- Goal a: Which lines in the records below contain the string "straw"? Copy out each of those lines, matching case exactly.

######

High Availability in Geode

High availability (HA) ensures that Geode remains operational despite hardware failures, network issues, or planned maintenance. For mission-critical applications, downtime translates directly to lost revenue, damaged reputation, and user frustration. Geode provides comprehensive HA capabilities including automatic failover, data replication, and self-healing clusters.

This guide covers HA architecture, configuration, monitoring, and best practices for achieving enterprise-grade availability with Geode deployments.

Understanding High Availability

Availability Metrics

Uptime Percentage: The percentage of time the system is operational

AvailabilityDowntime/YearDowntime/MonthDowntime/Week
99% (two 9s)3.65 days7.3 hours1.68 hours
99.9% (three 9s)8.76 hours43.8 minutes10.1 minutes
99.99% (four 9s)52.6 minutes4.38 minutes1.01 minutes
99.999% (five 9s)5.26 minutes26.3 seconds6.05 seconds

Recovery Objectives:

  • RTO (Recovery Time Objective): Maximum acceptable downtime
  • RPO (Recovery Point Objective): Maximum acceptable data loss

Geode’s HA features target 99.99%+ availability with near-zero RPO for synchronous replication.

HA Components

A highly available Geode deployment requires:

  1. Redundant Nodes: Multiple instances to survive failures
  2. Data Replication: Copies of data across nodes
  3. Automatic Failover: Seamless transition when nodes fail
  4. Health Monitoring: Detection of failures and degradation
  5. Load Balancing: Distribution of traffic across healthy nodes

HA Architecture Patterns

Active-Passive (Primary-Standby)

One primary node handles all traffic; standby nodes remain synchronized for failover:

                    ┌─────────────┐
    Clients ───────>│   Primary   │
                    │   (Active)  │
                    └──────┬──────┘
                           │ Replication
              ┌────────────┼────────────┐
              ▼            ▼            ▼
        ┌──────────┐ ┌──────────┐ ┌──────────┐
        │ Standby1 │ │ Standby2 │ │ Standby3 │
        │(Passive) │ │(Passive) │ │(Passive) │
        └──────────┘ └──────────┘ └──────────┘

Configuration:

# geode.toml - Primary node
[cluster]
mode = "replicated"
role = "primary"

[replication]
mode = "sync"
factor = 3
standby_nodes = [
  "standby1.geode.internal:7687",
  "standby2.geode.internal:7687",
  "standby3.geode.internal:7687"
]

[failover]
enabled = true
promotion_strategy = "automatic"
min_sync_replicas = 1

Advantages: Simple, strong consistency Disadvantages: Standby resources underutilized

Active-Active (Multi-Primary)

######

- Goal b: What disadvantage does the Geode high availability guide give for the active-passive pattern?

######

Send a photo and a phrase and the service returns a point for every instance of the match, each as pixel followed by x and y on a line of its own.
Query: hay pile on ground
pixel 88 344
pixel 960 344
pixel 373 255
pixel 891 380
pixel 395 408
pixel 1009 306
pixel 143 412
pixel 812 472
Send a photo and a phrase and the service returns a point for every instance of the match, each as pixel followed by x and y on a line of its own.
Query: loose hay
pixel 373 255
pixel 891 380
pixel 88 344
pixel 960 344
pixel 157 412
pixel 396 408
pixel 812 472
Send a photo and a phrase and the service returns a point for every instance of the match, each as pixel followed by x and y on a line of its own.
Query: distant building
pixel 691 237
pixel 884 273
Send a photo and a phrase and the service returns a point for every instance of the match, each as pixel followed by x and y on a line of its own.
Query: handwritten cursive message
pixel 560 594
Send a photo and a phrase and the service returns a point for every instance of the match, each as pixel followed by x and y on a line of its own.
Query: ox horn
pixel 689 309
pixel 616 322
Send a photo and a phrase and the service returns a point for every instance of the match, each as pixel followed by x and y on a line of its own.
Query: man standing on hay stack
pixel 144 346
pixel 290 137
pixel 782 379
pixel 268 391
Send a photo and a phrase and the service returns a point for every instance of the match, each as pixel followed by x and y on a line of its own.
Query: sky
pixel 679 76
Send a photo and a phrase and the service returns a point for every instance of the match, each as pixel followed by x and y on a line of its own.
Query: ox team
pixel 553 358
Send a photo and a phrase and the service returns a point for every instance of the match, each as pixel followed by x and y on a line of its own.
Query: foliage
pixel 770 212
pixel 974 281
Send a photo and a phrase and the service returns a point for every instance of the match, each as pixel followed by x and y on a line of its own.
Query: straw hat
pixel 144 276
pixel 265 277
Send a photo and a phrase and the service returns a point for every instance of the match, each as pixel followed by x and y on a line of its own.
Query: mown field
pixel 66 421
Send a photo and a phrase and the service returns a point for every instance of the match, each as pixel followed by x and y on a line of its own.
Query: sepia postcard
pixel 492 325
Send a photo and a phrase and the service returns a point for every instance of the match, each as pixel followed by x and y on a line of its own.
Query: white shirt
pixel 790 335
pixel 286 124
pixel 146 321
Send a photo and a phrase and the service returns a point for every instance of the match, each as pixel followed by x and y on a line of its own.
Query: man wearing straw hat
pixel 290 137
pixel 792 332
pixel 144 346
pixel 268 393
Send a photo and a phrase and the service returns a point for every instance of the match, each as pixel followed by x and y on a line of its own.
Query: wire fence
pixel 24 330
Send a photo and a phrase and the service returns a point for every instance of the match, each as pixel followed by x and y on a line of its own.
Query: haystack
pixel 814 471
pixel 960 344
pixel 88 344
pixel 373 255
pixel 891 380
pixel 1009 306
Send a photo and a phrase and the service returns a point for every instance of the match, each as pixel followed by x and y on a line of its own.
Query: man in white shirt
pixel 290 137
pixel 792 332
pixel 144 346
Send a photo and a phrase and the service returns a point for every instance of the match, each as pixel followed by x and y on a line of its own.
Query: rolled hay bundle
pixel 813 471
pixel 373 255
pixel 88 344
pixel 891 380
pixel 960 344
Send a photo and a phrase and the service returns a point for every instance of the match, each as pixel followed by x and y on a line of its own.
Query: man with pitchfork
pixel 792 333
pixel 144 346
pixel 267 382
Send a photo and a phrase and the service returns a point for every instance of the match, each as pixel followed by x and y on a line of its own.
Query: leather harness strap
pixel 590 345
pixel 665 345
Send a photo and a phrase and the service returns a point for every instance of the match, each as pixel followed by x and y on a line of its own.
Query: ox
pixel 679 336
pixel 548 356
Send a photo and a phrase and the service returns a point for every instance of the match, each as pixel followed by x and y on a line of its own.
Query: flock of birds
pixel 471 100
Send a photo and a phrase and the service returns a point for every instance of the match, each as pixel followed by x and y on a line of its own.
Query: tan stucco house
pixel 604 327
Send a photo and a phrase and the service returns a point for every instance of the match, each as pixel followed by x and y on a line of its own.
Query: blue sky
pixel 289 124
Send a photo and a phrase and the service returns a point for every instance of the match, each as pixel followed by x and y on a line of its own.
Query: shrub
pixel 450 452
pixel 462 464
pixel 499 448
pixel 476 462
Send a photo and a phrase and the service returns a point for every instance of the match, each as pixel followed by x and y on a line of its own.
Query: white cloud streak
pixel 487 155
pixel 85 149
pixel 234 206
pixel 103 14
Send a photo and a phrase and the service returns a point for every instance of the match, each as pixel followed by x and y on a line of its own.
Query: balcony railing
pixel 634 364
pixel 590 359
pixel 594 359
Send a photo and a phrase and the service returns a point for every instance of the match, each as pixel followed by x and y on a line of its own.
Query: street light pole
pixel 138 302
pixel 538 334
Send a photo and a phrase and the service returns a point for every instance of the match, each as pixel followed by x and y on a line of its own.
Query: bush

######

- Task solution a:
Query: straw hat
Query: man wearing straw hat

- Task solution b: Standby resources are underutilized.